- _Provided information_:
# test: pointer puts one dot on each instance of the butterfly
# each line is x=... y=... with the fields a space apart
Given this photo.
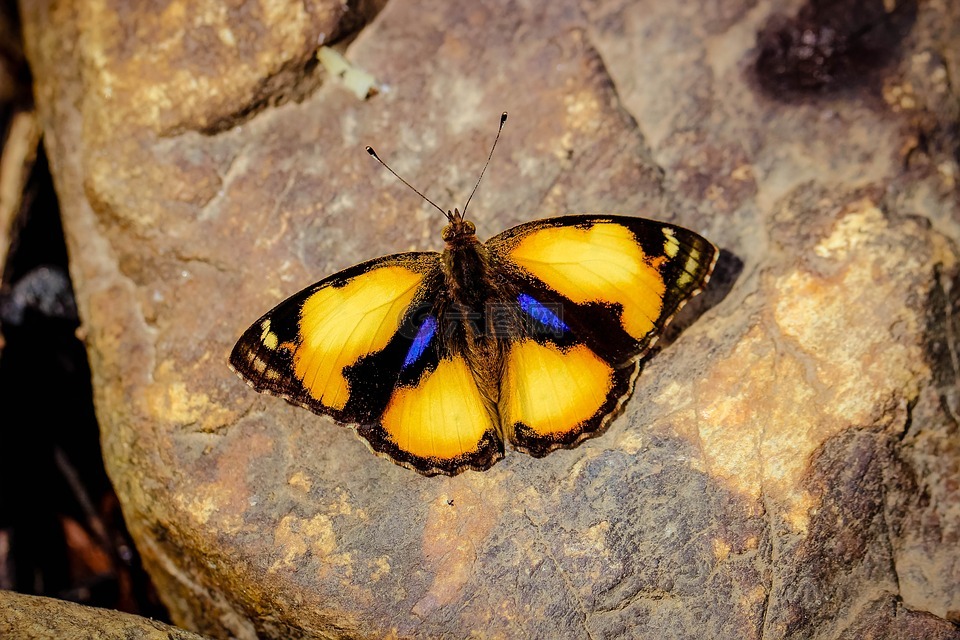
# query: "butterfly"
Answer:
x=534 y=337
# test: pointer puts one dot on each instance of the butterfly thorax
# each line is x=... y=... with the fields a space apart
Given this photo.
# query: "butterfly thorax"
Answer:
x=473 y=294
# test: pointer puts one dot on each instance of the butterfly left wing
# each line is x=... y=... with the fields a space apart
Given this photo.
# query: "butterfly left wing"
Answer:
x=595 y=293
x=364 y=347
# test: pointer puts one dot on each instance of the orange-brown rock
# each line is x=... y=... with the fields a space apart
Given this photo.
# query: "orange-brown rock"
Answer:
x=787 y=467
x=25 y=617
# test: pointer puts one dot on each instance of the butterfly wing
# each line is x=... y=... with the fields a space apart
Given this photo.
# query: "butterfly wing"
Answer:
x=595 y=292
x=365 y=346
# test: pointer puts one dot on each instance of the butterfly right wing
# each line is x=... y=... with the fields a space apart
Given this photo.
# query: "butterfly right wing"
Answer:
x=365 y=346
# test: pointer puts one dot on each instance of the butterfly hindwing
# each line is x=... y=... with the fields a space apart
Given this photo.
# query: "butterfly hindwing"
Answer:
x=365 y=346
x=597 y=292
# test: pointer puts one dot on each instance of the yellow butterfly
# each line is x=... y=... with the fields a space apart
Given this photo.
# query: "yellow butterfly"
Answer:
x=533 y=337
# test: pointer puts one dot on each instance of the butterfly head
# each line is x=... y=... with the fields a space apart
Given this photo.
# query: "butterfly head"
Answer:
x=459 y=231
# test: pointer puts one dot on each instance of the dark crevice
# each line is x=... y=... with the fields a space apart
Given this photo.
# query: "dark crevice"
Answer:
x=65 y=535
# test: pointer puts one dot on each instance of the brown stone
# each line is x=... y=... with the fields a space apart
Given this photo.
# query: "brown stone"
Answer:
x=787 y=467
x=25 y=617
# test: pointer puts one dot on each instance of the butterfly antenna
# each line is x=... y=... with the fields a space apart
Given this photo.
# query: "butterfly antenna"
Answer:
x=503 y=118
x=377 y=158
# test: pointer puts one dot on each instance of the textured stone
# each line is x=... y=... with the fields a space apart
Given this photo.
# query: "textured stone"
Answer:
x=34 y=618
x=787 y=466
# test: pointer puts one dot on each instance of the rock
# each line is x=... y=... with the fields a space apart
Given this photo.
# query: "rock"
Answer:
x=34 y=618
x=785 y=468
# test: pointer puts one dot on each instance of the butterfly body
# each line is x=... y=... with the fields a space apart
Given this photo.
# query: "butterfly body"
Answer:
x=533 y=337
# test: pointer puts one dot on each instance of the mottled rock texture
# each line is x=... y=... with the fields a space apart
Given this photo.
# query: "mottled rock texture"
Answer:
x=787 y=467
x=34 y=618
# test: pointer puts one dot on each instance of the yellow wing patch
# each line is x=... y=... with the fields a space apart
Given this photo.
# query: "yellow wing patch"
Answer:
x=338 y=325
x=442 y=418
x=603 y=264
x=550 y=390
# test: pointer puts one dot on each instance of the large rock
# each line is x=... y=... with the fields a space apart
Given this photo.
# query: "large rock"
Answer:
x=787 y=467
x=24 y=617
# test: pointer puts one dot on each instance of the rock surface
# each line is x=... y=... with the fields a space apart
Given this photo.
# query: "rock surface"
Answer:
x=25 y=617
x=786 y=468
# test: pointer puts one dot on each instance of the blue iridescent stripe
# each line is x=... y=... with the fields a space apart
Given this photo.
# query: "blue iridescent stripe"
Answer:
x=422 y=341
x=541 y=313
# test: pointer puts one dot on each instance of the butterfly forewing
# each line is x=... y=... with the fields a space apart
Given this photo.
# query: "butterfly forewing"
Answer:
x=366 y=347
x=597 y=292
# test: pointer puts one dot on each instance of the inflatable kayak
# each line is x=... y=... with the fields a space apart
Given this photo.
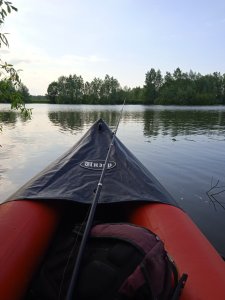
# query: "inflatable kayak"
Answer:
x=31 y=217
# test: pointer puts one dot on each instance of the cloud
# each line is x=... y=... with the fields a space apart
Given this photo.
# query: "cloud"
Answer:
x=39 y=68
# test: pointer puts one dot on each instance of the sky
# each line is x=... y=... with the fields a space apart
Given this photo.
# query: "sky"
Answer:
x=122 y=38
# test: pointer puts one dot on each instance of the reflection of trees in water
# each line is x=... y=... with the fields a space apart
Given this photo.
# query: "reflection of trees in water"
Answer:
x=183 y=122
x=76 y=120
x=8 y=118
x=170 y=122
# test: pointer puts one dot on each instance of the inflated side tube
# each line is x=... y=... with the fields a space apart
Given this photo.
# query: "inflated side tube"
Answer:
x=26 y=229
x=189 y=248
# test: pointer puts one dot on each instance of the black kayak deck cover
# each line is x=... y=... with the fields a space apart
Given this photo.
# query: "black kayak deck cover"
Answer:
x=75 y=175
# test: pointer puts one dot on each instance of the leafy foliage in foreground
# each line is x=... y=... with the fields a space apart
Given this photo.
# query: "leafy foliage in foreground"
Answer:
x=178 y=88
x=11 y=88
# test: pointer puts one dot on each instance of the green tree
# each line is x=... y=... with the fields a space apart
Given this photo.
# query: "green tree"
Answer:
x=153 y=82
x=8 y=75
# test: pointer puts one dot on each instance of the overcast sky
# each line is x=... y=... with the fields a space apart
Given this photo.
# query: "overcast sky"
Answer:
x=122 y=38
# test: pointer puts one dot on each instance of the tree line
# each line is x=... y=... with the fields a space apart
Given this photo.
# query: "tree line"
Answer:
x=177 y=88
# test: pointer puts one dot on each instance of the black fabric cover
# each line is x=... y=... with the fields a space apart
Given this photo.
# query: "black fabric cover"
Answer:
x=73 y=178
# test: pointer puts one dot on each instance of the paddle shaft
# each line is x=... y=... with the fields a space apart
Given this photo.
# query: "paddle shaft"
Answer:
x=74 y=278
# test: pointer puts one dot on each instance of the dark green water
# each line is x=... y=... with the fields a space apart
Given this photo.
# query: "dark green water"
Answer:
x=184 y=147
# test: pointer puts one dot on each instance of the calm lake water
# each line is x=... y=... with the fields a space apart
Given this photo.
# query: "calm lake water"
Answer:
x=184 y=147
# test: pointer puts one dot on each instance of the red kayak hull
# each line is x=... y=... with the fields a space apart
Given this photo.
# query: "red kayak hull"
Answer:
x=27 y=228
x=188 y=247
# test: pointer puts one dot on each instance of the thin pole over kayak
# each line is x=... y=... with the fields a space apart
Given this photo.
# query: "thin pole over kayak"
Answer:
x=74 y=278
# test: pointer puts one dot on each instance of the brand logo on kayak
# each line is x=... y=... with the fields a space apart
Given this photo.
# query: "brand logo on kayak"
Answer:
x=97 y=164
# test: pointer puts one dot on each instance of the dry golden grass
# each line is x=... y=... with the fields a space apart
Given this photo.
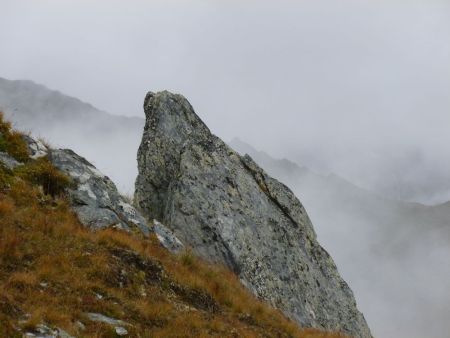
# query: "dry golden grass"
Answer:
x=53 y=271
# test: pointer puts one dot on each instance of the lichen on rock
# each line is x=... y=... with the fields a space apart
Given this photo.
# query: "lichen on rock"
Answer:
x=231 y=212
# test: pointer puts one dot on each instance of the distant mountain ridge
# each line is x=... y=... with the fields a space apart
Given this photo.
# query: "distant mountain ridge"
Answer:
x=66 y=121
x=394 y=254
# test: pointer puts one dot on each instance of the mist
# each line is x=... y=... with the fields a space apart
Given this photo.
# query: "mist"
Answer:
x=358 y=89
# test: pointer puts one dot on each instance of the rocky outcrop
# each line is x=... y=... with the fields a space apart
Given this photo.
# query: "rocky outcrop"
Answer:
x=94 y=197
x=231 y=212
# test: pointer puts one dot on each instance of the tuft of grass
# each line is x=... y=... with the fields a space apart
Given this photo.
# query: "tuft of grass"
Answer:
x=41 y=172
x=55 y=270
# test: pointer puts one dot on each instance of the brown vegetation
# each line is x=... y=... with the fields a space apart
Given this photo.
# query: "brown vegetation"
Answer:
x=54 y=271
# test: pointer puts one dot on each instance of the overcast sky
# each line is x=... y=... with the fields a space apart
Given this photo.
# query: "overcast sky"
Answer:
x=326 y=83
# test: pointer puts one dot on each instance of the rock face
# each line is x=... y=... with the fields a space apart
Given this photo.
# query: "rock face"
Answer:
x=94 y=197
x=231 y=212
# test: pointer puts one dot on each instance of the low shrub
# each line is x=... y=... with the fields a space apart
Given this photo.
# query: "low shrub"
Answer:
x=42 y=172
x=11 y=141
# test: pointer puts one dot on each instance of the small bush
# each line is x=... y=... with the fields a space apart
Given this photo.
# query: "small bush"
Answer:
x=12 y=142
x=42 y=172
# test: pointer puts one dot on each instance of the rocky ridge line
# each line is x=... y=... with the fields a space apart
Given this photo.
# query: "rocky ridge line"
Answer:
x=231 y=212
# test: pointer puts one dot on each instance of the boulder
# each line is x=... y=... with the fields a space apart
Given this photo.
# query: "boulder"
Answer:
x=231 y=212
x=95 y=198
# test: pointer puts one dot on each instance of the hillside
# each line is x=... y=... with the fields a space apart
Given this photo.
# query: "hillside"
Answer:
x=394 y=254
x=110 y=141
x=57 y=278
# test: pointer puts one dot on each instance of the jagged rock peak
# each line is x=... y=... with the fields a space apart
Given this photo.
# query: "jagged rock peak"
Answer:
x=230 y=211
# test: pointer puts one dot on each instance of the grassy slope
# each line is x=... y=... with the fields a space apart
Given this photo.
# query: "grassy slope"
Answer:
x=53 y=271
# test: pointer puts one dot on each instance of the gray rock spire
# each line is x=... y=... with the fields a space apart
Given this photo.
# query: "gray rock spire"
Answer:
x=230 y=211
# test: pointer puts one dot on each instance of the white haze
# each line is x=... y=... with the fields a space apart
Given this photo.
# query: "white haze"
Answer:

- _Task to complete_: Copy all the lines from the data above that hold the word "outcrop".

- _The answer_:
# test: pointer puts one dot on each instance of the rocky outcrop
# query: "rocky outcrop"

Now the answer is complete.